====== TEXTAUSZUG

Nach der Vertreibung der Marquise aus dem Elternhaus, dies durch die rasende Wut ihres Vaters, vollzieht sich eine wundersame Verwandlung in ihr. Anstatt in ein tiefes Loch zu fallen, in Selbstmitleid zu versinken, reisst sie sich zusammen und bringt sich selbst aus der Misere. Dies ist gut erkennbar dargestellt durch den Satz: \"Durch diese schöne Anstrengung mit sich selbst bekannt gemacht, hob sie sich plötzlich, wie an ihrer eigenen Hand, aus der ganzen Tiefe, in welche das Schicksal sie herabgestürzt hatte, empor.\"(S.29, Z.6-9).
Es ist verwunderlich, von einer schönen Anstrengung zu reden, ist doch die Vertreibung aus dem Elternhaus ein sehr tragisches Ereignis. Dieser Ausdruck lässt aber erkennen, mit welchem Stolz die Marquise wohl zum ersten Mal in ihrem Leben dem Vater getrotzt hat, und damit auch der ganzen, durch die Männer dominierten, Gesellschaft. Obwohl ein Kind ohne Vater keine Anerkennung und keinen Respekt erhält, nimmt sie die Last auf sich, alleine damit fertig zu werden. Sie hat zwar ohne Vater und ohne Mann kein Einkommen und dadurch auch keine gesicherte Existenzgrundlage, aber das ist in diesem Augenblick ohnehin nicht wichtig. Sie hat ihre Stärke der ganzen Welt bewiesen, dadurch hat sie einen bedeutenden Schritt in ihrer Entwicklung gemacht und ein grosses Stück Selbstvertrauen gewonnen.

============
====== VORLIEGENDE DATEN

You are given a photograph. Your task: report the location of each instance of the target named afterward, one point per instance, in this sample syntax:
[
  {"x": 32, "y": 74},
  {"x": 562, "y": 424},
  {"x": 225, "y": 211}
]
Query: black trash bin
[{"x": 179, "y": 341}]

============

● ARBEITSAUFTRAG:
Führen Sie den Textauszug über die Wandlung der Marquise nach ihrer Vertreibung aus dem Elternhaus im Anschluss an seinen letzten Satz weiter.

● LÖSUNG:
Die Marquise hat sich durch diesen Schritt auch selbst gefunden. Das Schicksal, das ihr so übel mitgespielt hat, lässt sie erkennen, was wirklich wichtig ist im Leben. Weder die Normen, die ihr durch die Gesellschaft aufgezwungen werden noch die Forderungen, die ihr Vater an sie stellt, sind entscheidend. Die äusseren Einflüsse sind nicht wichtig, sie tragen nicht zur eigenen Verwirklichung bei. Worauf es ankommt sind ihre eigenen Wünsche, ihre eigenen Vorstellungen vom Leben. Mit sich selbst bekannt werden heisst für die Marquise auch in ihr eigenes inneres zu schauen und dort zu erfahren was sie wirklich will. Mit der Verbannung aus dem Elternhaus, wobei sie aber ihre Kinder mitgenommen hat, obwohl der Vater ihr das Gegenteil befahl, ist ein erster Schritt in ihre eigene Freiheit getan, die Zwänge der Männerdominanz sind zum ersten Mal durchbrochen worden.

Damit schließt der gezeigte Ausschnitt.